* Passage shown
■ ■ ■ ■
All of lore.kernel.org
 help / color / mirror / Atom feed
From: Pablo Neira Ayuso <pablo@netfilter.org>
To: Pierre-Philipp Braun <pbraun@nethence.com>
Cc: netfilter@vger.kernel.org
Subject: Re: failing fail-over - commit still in progress
Date: Fri, 1 Sep 2023 10:37:47 +0200	[thread overview]
Message-ID: <ZPGi28IJ1v1fMAzL@calendula> (raw)
In-Reply-To: <f1291caf-2103-3fcb-7e60-e5a3218624ad@nethence.com>

Hi,

[ Restoring Cc to netfilter@vger.kernel.org ]

On Fri, Sep 01, 2023 at 05:03:47AM +0300, Pierre-Philipp Braun wrote:
> > Did you enable CONFIG_NF_CONNTRACK_EVENTS in your kernel?
> > 
> > CONFIG_NF_CONNTRACK_EVENTS=y
> > 
> > `conntrack -E' should show events regardless your conntrackd
> > configuration when you create new flows.
> 
> I enabled NF_CONNTRACK_EVENTS and it works much better now.

This is described as a requirement in the documentation:

http://conntrack-tools.netfilter.org/manual.html

> The state shows up right away in the internal vs. external cache,
> and the fail-over works in both directions.  The MWE nftables sample
> I showed lately seems "valid", finally, as I am not catching the
> states in the middle anymore.  We can now rule-out the firewall
> issue right?
> 
> However, during a fail-over, I always see this anyhow on a receiving node:
> 
> [Fri Sep  1 00:44:21 2023] (pid=1069) [notice] committing all external caches
> [Fri Sep  1 00:44:21 2023] (pid=1069) [notice] Committed 1 new entries
> [Fri Sep  1 00:44:21 2023] (pid=1069) [notice] commit has taken 0.000059 seconds
> [Fri Sep  1 00:44:21 2023] (pid=1069) [ERROR] ignoring flush command, commit still in progress
> [Fri Sep  1 00:44:21 2023] (pid=1069) [notice] resync with master conntrack table
> [Fri Sep  1 00:44:21 2023] (pid=1069) [notice] sending bulk update
> [Fri Sep  1 00:44:29 2023] (pid=1069) [notice] resync requested by other node
> [Fri Sep  1 00:44:29 2023] (pid=1069) [notice] sending bulk update
> 
> and after that, the state is sometimes seen internal + external on
> the receiving node, otherwise everywhere internal + external +
> conntrack -L on both nodes.
■ ■ ■ ■
* Task data
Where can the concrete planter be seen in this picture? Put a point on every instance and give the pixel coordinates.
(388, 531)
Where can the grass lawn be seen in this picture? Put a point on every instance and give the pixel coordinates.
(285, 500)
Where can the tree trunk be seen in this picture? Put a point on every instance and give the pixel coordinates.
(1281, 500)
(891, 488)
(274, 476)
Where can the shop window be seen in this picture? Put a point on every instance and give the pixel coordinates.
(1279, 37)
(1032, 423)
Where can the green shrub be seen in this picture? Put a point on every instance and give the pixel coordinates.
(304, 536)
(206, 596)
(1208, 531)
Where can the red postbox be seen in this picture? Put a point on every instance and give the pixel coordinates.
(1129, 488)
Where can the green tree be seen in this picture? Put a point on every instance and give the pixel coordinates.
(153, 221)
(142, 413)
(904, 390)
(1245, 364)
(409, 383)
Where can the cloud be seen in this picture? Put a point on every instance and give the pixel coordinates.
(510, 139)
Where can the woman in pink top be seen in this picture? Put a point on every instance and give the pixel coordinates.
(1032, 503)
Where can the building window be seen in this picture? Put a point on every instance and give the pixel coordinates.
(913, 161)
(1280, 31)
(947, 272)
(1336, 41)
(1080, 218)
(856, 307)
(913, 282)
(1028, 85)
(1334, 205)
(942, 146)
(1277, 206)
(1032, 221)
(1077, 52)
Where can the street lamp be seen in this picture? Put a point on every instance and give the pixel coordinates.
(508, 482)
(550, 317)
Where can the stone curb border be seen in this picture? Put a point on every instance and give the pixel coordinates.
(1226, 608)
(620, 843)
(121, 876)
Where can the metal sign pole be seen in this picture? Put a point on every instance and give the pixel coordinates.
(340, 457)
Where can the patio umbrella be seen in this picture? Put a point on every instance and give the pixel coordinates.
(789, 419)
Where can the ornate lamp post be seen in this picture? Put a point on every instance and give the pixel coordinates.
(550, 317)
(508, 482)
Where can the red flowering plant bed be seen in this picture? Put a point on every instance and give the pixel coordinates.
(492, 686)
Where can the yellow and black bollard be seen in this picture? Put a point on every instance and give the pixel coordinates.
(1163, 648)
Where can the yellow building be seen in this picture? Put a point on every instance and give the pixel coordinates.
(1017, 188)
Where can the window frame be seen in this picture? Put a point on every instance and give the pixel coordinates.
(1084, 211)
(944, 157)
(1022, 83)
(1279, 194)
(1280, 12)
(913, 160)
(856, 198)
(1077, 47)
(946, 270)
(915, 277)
■ ■ ■ ■
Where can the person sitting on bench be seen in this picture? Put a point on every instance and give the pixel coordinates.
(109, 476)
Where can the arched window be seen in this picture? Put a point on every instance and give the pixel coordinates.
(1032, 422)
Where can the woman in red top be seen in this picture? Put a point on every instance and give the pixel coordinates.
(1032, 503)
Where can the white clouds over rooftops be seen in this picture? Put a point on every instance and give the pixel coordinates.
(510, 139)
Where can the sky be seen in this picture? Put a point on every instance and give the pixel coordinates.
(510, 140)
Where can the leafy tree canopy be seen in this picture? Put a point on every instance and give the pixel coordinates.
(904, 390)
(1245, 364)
■ ■ ■ ■
* Given instruction A
Format the rows that open with the line containing "Where can the shop" and close with the line containing "(1017, 188)" as a JSON list of strings, one string per line, with blank lines omitted.
* Given instruction B
Proceed with the mailing-list reply about the conntrackd fail-over, starting after its last line.
The rows are unrelated to the mailing-list reply.

* Task result A
[
  "Where can the shop window be seen in this picture? Put a point on every instance and give the pixel coordinates.",
  "(1279, 37)",
  "(1032, 423)",
  "Where can the green shrub be seen in this picture? Put a point on every instance and give the pixel coordinates.",
  "(304, 536)",
  "(206, 596)",
  "(1208, 531)",
  "Where can the red postbox be seen in this picture? Put a point on every instance and give the pixel coordinates.",
  "(1129, 488)",
  "Where can the green tree be seen in this picture? Put a point on every instance and give the pixel coordinates.",
  "(153, 221)",
  "(142, 413)",
  "(904, 390)",
  "(1245, 364)",
  "(409, 383)",
  "Where can the cloud be seen in this picture? Put a point on every instance and give the pixel coordinates.",
  "(510, 139)",
  "Where can the woman in pink top be seen in this picture? Put a point on every instance and give the pixel coordinates.",
  "(1032, 503)",
  "Where can the building window be seen in this picture? Put a point on every instance and give the pixel coordinates.",
  "(913, 161)",
  "(1280, 31)",
  "(947, 272)",
  "(1336, 41)",
  "(1080, 218)",
  "(856, 307)",
  "(913, 282)",
  "(1028, 85)",
  "(1334, 205)",
  "(942, 146)",
  "(1277, 206)",
  "(1032, 221)",
  "(1077, 52)",
  "Where can the street lamp be seen in this picture? Put a point on every instance and give the pixel coordinates.",
  "(508, 482)",
  "(550, 317)",
  "Where can the stone curb border be seen in this picture? Put a point on every instance and give the pixel coordinates.",
  "(1226, 608)",
  "(620, 843)",
  "(121, 876)",
  "Where can the metal sign pole be seen in this picture? Put a point on every instance and give the pixel coordinates.",
  "(340, 457)",
  "Where can the patio umbrella be seen in this picture? Put a point on every instance and give the pixel coordinates.",
  "(789, 419)",
  "Where can the ornate lamp post be seen in this picture? Put a point on every instance and give the pixel coordinates.",
  "(550, 317)",
  "(508, 482)",
  "Where can the red flowering plant bed be seen in this picture? Put a point on every instance and give the pixel coordinates.",
  "(492, 686)",
  "Where can the yellow and black bollard be seen in this picture? Put a point on every instance and give the pixel coordinates.",
  "(1163, 648)",
  "Where can the yellow building be seen in this picture? Put a point on every instance and give the pixel coordinates.",
  "(1017, 188)"
]

* Task result B
> 
> In the worst and latter case, things settle down when I restart
> conntrackd on both nodes.

How are you integrating conntrackd with keepalived? Are you using
the doc/sync/primary-backup.sh script?

The error above means that the flush command was sent to conntrackd
while there was a pending commit in progress.

> > You should see UDP traffic in port 3780, unless you have changed your
> > Port in your conntrackd.conf configuration file.
> 
> Yes, I see the traffic in both directions.
> 
> I don't know what else could be wrong.  So I dig into the states
> tracker daemon config a little more.

This filtering option you are exploring below has nothing to do with
the problem you are reporting above.

> About this additional stanza in conntrackd.conf is "lazy replicas"
> equivalent of catching the states "in the middle"?  The sync error
> happens either case but I would like to make sure I can keep that
> disabled.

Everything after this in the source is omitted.